■ **EXERCISE OBJECTIVE**:
Answer the following questions using the piece about teaching science in Bedford Stuyvesant below.
1. About how many 6th and 7th graders does the writer teach on Monday mornings?
2. In what field is the writer a PhD student?
3. In what competition will the after-school robotics team compete?

■ **DOCUMENT SECTION**:

* * *

Supporting:NYU Polytechnic Institute
The Best Parts of My Day
From when I wake up in the morning to when I go to sleep at night I think about how to transfer my love and appreciation of science to growing minds. Early on Monday mornings I find myself in Bedford Stuyvesant, Brooklyn teaching approximately 100 energetic 6th and 7th graders about robotics, math, engineering, and science. As a National Science Foundation graduate teaching fellow, I have the fortune of teaching students STEM subjects through experimentation and robotics upwards of ten hours per week in classrooms in this underprivileged area of Brooklyn. With my own mind currently expanding as a PhD student in materials chemistry at the Polytechnic Institute of NYU, I am proud to pay it forward by teaching children that may never have otherwise met a scientist or engineer or learned about these subjects. By teaching biology and chemistry through hands-on experiments I am able to connect these students to the scientific world, enabling the subject to jump out of the textbook and into their hands.
In addition to the in-class activities I design for these students, I also coach an after school robotics team at the school in Bed Stuy. This year we will compete against the rest of Brooklyn and later all of New York City in the FIRST Lego League competition, which consists of a robotics challenge, presentation of a scientific research project, and the strategic design of robots capable of performing specific tasks; all for a panel of judges. Robotics enables the students to work as a team and complete the same design processes engineers use in the professional world, opening their eyes to importance of science and engineering in the world they live in, and showing them how they can play an important role in shaping the future.

* * *

■ **RECORD SET**:
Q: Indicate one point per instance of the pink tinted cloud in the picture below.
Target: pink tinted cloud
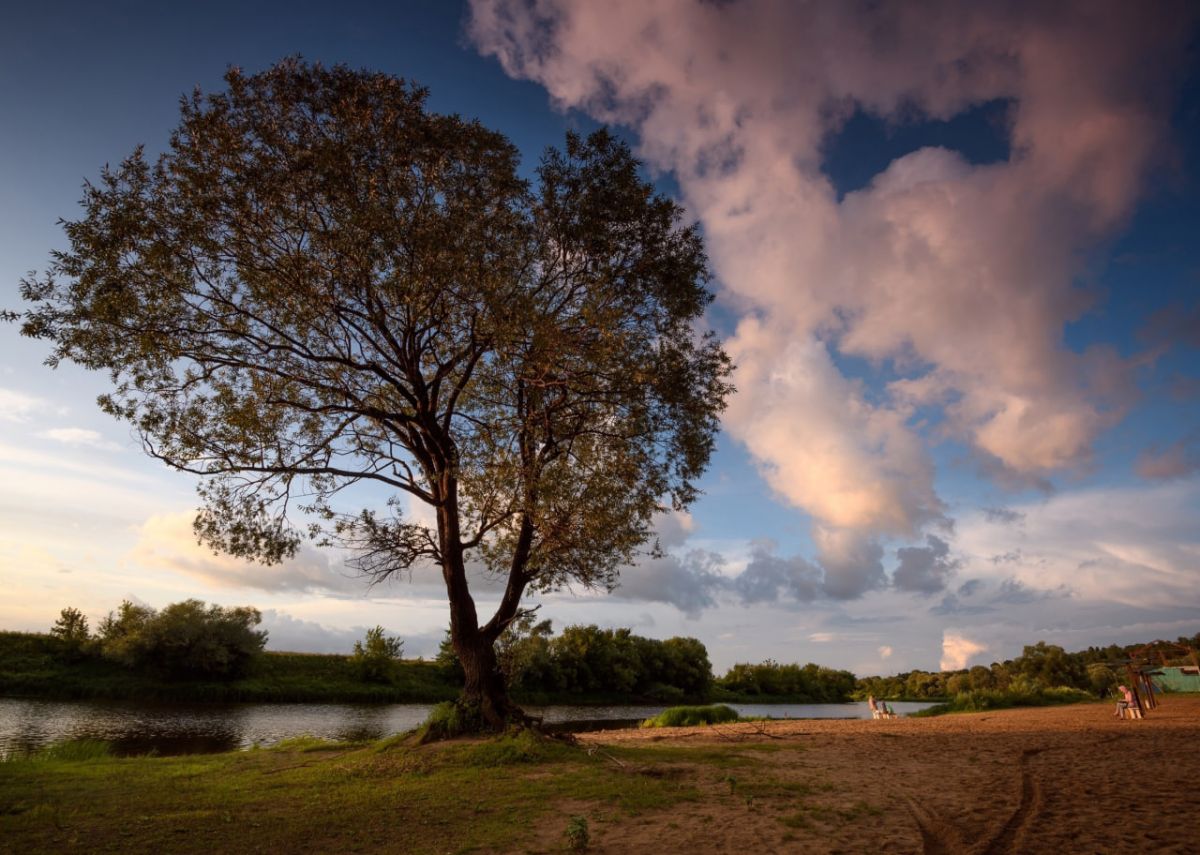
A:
(964, 276)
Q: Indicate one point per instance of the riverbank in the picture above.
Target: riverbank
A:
(31, 667)
(1068, 779)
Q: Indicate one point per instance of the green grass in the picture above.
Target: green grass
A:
(691, 716)
(417, 799)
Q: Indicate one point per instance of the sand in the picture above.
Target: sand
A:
(1057, 779)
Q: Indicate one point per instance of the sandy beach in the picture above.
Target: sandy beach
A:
(1057, 779)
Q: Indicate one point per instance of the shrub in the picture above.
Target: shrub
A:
(691, 716)
(577, 837)
(71, 631)
(184, 640)
(375, 657)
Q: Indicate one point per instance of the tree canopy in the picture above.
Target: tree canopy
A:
(322, 285)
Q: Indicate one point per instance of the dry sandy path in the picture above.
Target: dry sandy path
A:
(1057, 779)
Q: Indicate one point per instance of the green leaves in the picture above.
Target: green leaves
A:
(323, 286)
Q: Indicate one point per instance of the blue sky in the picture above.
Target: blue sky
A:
(955, 259)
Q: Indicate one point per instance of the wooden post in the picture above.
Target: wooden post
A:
(1133, 688)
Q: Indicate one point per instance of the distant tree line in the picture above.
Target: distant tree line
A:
(811, 683)
(183, 640)
(1039, 667)
(589, 661)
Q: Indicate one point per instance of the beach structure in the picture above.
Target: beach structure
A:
(1153, 668)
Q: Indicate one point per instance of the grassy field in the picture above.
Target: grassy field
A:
(511, 794)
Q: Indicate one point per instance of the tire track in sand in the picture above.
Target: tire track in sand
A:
(1027, 809)
(941, 837)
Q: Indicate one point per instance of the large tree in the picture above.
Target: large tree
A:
(323, 286)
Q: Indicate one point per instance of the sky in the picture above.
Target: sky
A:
(955, 261)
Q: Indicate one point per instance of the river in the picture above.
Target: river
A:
(139, 728)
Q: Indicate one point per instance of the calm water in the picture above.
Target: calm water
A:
(183, 729)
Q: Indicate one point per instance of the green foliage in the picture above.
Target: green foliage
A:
(811, 683)
(577, 837)
(448, 661)
(31, 665)
(449, 721)
(376, 657)
(67, 751)
(691, 716)
(1021, 693)
(508, 749)
(343, 801)
(185, 640)
(71, 631)
(333, 286)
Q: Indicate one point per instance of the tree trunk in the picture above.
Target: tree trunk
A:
(484, 693)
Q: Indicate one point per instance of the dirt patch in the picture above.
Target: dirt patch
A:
(1066, 779)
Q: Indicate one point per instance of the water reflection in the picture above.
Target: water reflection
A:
(27, 725)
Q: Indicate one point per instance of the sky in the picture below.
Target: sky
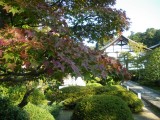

* * *

■ **SOLUTION FOR THIS PROBLEM**:
1. Approximately 100.
2. Materials chemistry, at the Polytechnic Institute of NYU.
3. The FIRST Lego League competition.